> _What to work on_
This exercise requires an exact copy of each line from the one containing "The user's goal involves the cloudless" down to the last line below.
Data for review below:
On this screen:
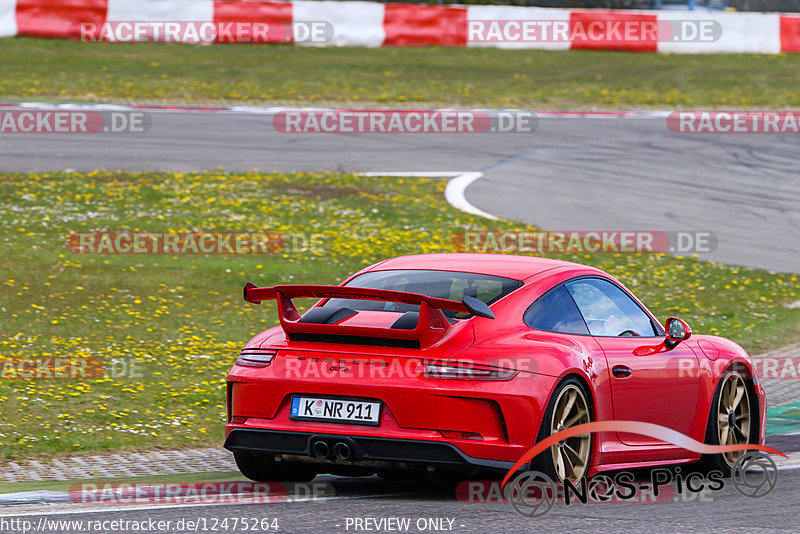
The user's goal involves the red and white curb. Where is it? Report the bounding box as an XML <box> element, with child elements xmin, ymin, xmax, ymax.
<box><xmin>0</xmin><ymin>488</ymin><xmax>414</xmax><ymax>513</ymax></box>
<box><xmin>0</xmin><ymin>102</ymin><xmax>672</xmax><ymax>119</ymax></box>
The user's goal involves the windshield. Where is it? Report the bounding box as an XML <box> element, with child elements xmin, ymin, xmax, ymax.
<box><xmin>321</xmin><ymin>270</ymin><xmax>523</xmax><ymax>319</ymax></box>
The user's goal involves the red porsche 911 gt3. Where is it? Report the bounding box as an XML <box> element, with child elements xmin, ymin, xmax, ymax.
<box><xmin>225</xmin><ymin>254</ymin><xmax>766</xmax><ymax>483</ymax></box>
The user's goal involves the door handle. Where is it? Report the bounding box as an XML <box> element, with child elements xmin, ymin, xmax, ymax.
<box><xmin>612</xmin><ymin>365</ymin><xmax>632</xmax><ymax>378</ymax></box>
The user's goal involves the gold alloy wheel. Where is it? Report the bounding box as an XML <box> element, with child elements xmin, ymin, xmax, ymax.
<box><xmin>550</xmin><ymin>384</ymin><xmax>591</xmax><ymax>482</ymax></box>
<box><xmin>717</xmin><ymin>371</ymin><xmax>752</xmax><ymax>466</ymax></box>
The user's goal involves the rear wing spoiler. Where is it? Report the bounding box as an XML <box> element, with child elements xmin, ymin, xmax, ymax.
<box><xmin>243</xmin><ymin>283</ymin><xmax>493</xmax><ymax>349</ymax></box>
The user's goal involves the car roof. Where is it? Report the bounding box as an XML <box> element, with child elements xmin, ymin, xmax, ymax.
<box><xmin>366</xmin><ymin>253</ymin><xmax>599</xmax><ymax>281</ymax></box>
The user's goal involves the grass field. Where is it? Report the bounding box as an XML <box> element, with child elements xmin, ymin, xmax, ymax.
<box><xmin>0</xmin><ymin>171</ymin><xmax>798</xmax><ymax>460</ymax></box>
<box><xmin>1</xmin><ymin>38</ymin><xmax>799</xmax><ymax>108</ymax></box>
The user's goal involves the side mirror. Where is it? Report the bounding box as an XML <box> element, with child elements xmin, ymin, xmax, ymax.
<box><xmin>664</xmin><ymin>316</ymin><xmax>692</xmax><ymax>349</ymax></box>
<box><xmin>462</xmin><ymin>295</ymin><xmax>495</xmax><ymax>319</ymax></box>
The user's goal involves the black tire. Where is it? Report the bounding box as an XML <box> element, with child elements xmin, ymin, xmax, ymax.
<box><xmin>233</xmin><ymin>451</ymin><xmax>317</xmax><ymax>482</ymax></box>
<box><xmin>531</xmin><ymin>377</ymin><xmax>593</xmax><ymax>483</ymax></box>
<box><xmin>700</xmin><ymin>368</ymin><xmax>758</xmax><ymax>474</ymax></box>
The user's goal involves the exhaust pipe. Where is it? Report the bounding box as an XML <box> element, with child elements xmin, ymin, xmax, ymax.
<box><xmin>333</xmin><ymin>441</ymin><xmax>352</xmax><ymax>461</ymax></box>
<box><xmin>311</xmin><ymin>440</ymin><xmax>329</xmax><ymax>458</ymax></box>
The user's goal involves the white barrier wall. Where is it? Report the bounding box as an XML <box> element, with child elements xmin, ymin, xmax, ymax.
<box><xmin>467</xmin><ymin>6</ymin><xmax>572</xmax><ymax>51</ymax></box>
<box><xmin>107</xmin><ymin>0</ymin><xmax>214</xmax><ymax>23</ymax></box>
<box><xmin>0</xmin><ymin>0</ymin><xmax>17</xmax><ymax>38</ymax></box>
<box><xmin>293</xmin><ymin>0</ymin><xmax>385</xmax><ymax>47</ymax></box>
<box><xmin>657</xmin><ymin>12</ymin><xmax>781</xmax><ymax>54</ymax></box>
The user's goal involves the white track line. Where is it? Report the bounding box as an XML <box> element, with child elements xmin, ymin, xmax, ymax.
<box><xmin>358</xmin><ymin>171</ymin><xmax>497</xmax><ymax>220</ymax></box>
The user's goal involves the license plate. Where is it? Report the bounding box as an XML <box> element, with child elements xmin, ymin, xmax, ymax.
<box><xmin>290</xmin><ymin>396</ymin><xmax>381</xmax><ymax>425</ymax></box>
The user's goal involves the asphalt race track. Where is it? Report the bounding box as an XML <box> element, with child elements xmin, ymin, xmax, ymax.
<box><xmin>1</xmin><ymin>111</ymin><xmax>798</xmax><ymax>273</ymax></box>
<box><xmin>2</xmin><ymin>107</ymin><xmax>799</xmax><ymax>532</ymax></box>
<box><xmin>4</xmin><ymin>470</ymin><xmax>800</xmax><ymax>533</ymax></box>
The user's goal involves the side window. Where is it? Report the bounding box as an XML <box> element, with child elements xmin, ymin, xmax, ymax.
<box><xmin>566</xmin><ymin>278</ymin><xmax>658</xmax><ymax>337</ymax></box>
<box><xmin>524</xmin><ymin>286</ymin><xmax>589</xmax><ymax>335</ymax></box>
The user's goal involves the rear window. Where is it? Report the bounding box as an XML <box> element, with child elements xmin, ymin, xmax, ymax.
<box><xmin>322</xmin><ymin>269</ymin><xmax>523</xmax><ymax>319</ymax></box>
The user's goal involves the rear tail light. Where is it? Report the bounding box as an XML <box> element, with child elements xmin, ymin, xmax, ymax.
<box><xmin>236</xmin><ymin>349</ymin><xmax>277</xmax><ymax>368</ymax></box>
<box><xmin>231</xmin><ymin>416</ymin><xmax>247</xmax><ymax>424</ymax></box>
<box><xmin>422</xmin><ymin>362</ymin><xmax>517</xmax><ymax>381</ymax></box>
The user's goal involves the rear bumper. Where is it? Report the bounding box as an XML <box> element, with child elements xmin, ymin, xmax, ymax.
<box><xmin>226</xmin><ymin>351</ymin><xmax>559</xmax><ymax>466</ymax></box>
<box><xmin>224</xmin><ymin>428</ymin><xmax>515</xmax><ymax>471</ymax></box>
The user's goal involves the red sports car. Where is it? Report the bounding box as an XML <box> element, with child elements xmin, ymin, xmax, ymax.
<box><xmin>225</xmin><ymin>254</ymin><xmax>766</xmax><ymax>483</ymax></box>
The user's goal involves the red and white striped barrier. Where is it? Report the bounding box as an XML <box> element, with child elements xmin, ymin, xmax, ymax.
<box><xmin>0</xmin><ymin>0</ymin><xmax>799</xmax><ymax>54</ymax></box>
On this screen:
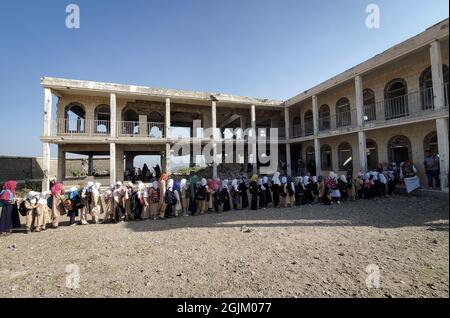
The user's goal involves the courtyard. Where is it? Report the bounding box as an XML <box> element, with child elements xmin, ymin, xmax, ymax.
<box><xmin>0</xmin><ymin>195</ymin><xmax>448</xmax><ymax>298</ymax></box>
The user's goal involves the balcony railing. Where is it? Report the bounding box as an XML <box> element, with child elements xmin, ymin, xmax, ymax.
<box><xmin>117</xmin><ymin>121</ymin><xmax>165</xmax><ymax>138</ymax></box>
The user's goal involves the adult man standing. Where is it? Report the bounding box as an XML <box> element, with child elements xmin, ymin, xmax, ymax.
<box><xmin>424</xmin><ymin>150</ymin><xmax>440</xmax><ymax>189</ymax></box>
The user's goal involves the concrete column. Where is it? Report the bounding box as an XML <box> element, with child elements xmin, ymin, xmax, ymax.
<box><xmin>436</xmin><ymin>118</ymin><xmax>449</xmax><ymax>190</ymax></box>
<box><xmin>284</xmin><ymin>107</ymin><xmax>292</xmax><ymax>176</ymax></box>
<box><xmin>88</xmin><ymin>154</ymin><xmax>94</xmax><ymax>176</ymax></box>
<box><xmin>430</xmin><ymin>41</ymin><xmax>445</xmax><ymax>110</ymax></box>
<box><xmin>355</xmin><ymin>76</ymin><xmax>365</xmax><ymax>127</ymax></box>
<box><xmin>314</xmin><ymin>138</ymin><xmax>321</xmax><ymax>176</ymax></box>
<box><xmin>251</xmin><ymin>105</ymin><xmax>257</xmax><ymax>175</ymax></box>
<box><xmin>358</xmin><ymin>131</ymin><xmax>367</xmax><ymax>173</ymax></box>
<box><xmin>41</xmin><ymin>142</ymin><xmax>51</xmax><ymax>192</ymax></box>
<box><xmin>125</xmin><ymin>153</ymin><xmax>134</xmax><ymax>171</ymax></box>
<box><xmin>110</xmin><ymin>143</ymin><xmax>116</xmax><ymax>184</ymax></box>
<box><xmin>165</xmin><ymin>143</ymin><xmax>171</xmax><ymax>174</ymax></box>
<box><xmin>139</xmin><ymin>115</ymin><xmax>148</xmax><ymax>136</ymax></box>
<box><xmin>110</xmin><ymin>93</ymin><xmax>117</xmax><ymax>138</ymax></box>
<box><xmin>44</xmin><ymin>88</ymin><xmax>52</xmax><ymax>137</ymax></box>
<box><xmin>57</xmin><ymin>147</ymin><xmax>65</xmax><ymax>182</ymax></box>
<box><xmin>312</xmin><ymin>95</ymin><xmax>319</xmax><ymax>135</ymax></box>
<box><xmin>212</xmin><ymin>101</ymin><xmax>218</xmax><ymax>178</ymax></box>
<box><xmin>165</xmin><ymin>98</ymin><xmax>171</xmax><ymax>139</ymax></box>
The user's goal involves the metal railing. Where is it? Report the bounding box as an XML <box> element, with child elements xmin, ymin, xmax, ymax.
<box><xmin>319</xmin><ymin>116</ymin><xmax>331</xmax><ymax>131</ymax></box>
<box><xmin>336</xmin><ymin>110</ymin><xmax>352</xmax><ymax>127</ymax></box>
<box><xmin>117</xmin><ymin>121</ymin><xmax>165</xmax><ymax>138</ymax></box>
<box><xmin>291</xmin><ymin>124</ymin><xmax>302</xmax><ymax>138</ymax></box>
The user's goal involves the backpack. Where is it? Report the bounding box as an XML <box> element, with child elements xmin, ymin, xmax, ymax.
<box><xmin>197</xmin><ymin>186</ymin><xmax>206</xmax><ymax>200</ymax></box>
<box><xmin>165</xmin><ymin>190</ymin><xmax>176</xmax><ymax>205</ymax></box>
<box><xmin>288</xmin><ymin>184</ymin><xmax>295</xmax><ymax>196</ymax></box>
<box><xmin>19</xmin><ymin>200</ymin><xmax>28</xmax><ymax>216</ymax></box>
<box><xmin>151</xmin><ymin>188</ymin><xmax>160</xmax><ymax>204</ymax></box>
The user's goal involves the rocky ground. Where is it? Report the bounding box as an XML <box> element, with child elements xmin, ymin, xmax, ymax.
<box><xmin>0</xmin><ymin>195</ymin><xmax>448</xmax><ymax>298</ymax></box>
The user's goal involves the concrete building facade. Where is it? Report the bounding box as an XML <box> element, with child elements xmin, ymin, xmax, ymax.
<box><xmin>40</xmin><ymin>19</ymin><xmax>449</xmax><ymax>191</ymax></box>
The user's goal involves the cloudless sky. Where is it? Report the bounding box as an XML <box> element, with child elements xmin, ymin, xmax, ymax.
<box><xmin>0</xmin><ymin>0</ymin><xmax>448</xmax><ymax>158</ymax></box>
End of Data for review.
> _Solution_
The user's goal involves the cloudless sky. Where is it? Report the bounding box as an XML <box> element, with child elements xmin, ymin, xmax, ymax.
<box><xmin>0</xmin><ymin>0</ymin><xmax>448</xmax><ymax>158</ymax></box>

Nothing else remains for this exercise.